■ **PROVIDED TEXT**
--- Begin ---
Affirmations and phone conversations

March 14th, 2008 by Alex. (Direct link to entry)

These past two mornings, first thing Mago says when emerging from his room to see me:

I promise not to take naps anymore.

These affirmations come between his daytime efforts to abandon naps, often ending, Tia tells me, in his nodding off in the early evening and consequently going to bed later - and thus the cycle repeats itself.

This morning he had a time out for talking loudly near Nem-nem’s room and waking her up, in which time out he struck me in his futile but aggressive way in frustration. I said to him very pitifully “Oh, son..” and told him I’d have to take some stuffed animals and keep them until I come home from work, and he should work on being gentle with Tia and Nem-nem until then. (He adores Nem-nem. When his adoration isn’t expressed in wrestling or otherwise hurting her. Tia is exasperated some days, and I think our loving disciplining is tapering off his uncontrollability/aggression?) This saddened and angered him a great deal, and he lovingly stroked my face in between fits to show his effort to be gentle. I told him that’s great, and he needs to do that all day until I come home and give his stuffed animals back. (Y’all are getting pictures of me towing a ton of kids’ stuffed animals away in my car and bringing them into work. That would be fun - but I just hid them in the house.)

In the late morning I called him, and he answered the phone, and I asked him how he was doing with being gentle. His answer was:

“So you can give me my stuffed animals back.”

Okay. That’s not an answer, but he’s clearly got the concept. After this, I asked him to let me talk to Tia, to go give the phone to Tia, and he said:

“Why are you going to work.. you are going to work.. okay come home. I love you.” (click.)
--- End ---
■ **STATED PROBLEM A**
In the records, give every line again, from the line with "Note to the class: find each instance of the stone column" through the end of the records, with each coordinate in the answers scaled by 1.6 and rounded to a whole number, halves rounding up.

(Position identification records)
--- Begin ---
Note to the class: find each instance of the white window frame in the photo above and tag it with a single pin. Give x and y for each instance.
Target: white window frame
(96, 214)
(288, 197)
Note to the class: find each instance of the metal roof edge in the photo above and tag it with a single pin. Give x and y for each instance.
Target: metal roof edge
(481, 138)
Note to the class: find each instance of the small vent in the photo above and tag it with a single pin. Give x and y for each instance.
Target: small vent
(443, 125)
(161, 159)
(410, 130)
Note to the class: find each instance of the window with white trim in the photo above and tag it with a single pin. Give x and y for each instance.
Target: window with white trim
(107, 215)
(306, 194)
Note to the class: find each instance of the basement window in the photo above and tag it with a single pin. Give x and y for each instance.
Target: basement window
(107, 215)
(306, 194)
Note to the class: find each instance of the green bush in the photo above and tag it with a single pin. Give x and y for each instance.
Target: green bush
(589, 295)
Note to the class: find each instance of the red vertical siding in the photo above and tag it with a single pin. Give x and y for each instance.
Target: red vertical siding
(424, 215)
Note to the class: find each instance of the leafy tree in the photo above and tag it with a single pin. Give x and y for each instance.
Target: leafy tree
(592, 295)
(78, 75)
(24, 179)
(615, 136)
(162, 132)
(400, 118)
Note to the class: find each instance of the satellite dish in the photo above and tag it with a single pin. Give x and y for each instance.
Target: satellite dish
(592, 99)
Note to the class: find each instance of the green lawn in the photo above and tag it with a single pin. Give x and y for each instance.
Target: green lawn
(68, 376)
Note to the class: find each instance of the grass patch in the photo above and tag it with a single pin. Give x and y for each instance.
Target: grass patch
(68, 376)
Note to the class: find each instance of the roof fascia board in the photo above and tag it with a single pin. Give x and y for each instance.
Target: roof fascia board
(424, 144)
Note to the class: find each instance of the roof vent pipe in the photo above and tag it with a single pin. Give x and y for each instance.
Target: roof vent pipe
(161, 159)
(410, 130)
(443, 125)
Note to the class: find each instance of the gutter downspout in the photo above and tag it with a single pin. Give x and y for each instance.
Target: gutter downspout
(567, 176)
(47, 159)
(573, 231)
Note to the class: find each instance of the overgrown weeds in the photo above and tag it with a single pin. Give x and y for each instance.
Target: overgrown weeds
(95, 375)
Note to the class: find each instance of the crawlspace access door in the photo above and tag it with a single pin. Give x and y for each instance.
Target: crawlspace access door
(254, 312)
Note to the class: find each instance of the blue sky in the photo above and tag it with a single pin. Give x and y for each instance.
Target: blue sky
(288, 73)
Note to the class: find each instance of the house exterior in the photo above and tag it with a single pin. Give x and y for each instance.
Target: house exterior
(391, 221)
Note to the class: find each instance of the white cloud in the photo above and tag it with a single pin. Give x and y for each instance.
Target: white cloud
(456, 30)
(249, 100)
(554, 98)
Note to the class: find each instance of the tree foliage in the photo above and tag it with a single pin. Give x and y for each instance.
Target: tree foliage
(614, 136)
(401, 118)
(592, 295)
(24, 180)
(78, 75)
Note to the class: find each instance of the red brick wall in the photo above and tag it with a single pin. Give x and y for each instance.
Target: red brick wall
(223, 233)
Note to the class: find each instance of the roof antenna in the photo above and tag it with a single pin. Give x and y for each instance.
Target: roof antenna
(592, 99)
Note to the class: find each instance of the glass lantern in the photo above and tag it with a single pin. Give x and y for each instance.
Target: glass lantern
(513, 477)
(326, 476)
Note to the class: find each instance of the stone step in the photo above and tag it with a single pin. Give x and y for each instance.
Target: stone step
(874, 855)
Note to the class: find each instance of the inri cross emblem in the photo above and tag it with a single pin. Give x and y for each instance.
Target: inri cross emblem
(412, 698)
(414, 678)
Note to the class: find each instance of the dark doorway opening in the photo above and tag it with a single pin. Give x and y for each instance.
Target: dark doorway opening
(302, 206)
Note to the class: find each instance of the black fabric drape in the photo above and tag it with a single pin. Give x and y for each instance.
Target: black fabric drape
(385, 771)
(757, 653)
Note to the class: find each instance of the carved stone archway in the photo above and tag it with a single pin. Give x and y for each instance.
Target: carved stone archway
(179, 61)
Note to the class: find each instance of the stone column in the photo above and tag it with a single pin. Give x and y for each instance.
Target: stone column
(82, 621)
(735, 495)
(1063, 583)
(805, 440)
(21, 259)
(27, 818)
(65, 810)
--- End ---
■ **STATED PROBLEM B**
List every person named in the blog post.

■ **OUTPUT A**
Note to the class: find each instance of the stone column in the photo above and tag it with a single pin. Give x and y for each instance.
Target: stone column
(131, 994)
(1176, 792)
(1701, 933)
(1288, 704)
(34, 414)
(43, 1309)
(104, 1296)

■ **OUTPUT B**
Alex, Mago, Tia, Nem-nem